→ Task description:
Rewrite the material from the line with "Spot the door" up to and including the line with "x=140, y=237", putting "coconut palm" in place of "palm tree" and leaving everything else unchanged.

→ Data extract:
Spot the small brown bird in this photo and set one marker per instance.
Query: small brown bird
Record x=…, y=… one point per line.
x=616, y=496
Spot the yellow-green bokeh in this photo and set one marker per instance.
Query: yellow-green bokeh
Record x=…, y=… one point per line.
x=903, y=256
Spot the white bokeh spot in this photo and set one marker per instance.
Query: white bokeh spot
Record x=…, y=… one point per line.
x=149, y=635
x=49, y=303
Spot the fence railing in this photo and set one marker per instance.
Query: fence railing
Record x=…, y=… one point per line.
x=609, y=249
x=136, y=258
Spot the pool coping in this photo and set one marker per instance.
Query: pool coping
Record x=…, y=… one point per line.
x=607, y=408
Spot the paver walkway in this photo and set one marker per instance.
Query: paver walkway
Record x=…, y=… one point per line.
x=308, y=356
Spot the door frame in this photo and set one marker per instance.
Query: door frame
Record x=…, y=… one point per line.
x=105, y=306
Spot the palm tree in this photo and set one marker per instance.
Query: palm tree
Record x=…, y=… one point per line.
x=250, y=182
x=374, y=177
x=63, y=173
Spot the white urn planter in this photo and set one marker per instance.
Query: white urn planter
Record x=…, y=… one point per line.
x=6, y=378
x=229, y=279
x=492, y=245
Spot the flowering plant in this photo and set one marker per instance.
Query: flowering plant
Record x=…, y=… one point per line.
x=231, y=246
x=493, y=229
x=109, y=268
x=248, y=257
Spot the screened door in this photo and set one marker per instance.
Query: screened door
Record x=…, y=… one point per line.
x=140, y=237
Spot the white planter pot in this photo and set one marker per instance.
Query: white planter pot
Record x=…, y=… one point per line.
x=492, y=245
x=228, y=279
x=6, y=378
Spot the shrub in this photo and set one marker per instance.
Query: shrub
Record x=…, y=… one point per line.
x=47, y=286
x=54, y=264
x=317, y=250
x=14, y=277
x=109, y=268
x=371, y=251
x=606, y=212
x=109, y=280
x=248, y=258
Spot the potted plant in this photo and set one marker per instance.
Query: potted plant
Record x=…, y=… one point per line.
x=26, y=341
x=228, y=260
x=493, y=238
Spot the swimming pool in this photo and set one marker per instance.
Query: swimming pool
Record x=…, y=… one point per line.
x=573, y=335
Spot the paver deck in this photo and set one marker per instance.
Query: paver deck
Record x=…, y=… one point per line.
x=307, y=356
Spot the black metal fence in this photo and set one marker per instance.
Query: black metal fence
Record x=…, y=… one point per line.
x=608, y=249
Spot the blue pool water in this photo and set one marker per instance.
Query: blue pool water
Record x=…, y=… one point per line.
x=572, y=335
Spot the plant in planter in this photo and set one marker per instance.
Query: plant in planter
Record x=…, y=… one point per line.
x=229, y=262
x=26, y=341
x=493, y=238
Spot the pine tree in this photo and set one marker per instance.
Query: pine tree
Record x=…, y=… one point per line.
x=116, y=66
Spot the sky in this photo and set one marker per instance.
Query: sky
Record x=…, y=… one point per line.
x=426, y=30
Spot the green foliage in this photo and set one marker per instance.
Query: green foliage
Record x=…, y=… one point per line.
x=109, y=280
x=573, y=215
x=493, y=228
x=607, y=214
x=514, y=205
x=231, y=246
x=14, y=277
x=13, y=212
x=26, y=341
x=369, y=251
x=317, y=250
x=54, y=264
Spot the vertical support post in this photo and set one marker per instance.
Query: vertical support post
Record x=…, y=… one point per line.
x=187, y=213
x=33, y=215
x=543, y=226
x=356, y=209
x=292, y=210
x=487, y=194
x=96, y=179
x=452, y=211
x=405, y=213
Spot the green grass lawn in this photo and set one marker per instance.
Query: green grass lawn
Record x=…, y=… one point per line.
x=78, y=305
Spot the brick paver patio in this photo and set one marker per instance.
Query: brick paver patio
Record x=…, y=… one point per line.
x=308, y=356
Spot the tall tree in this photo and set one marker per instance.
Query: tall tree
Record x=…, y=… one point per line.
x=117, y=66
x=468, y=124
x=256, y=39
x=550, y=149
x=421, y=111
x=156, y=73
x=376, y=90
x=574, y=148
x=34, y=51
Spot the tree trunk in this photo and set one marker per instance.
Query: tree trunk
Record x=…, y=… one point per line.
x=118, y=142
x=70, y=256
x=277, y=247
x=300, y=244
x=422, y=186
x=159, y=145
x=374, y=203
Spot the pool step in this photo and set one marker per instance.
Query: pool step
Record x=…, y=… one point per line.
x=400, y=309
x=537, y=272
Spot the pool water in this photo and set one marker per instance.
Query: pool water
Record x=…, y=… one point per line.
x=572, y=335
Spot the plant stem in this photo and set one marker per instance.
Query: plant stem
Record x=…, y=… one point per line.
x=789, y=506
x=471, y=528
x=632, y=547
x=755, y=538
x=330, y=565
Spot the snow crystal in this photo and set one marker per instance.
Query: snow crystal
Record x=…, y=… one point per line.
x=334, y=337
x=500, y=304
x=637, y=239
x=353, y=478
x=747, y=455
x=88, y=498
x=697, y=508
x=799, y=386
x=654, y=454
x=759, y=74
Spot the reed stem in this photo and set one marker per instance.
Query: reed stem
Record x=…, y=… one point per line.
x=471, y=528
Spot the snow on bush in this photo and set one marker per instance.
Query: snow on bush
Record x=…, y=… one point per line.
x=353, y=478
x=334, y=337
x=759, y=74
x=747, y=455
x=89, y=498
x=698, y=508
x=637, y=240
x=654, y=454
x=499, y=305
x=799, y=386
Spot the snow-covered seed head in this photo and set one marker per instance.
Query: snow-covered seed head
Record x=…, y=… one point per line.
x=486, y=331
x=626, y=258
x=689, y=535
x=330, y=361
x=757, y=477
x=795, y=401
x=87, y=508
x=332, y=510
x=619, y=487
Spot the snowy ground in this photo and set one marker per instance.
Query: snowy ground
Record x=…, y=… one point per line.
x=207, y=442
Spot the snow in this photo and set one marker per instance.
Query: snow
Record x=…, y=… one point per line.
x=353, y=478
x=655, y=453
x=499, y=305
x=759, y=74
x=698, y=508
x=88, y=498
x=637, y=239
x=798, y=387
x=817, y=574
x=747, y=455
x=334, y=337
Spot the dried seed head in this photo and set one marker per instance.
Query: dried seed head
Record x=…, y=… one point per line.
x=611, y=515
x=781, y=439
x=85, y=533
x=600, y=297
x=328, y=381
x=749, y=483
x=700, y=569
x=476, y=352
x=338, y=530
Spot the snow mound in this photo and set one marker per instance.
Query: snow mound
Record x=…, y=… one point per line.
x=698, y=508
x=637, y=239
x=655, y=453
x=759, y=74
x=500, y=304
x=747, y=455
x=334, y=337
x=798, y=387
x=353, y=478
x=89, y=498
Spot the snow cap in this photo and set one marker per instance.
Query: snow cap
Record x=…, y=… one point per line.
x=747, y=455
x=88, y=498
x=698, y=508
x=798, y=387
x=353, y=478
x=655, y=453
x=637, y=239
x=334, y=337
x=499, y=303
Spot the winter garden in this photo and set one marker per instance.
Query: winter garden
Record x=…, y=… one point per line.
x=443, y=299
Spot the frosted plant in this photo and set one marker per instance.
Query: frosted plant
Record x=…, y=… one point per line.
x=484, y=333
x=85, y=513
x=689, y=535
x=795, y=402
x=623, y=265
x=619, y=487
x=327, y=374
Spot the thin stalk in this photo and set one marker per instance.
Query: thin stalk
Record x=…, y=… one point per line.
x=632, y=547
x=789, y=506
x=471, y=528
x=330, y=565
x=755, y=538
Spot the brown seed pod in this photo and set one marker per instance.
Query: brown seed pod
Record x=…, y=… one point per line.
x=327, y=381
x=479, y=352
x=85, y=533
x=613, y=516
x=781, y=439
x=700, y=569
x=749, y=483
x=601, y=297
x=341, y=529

→ Solution below:
Spot the door frame in this photo and set one marker per instance.
Query: door frame
Record x=…, y=… one point per line.
x=105, y=306
Spot the coconut palm in this photo and set one marker per instance.
Query: coconut palm
Record x=…, y=… one point per line.
x=250, y=182
x=374, y=177
x=63, y=173
Spot the white urn planter in this photo and set one marker per instance.
Query: white urn planter
Record x=…, y=… one point per line.
x=6, y=378
x=229, y=279
x=492, y=245
Spot the flowering plant in this photo and set one marker per instance.
Query: flowering plant
Record x=…, y=… one point per line.
x=231, y=246
x=493, y=229
x=109, y=268
x=248, y=257
Spot the screened door in this photo and set one marker per instance.
Query: screened door
Record x=…, y=… one point per line.
x=140, y=237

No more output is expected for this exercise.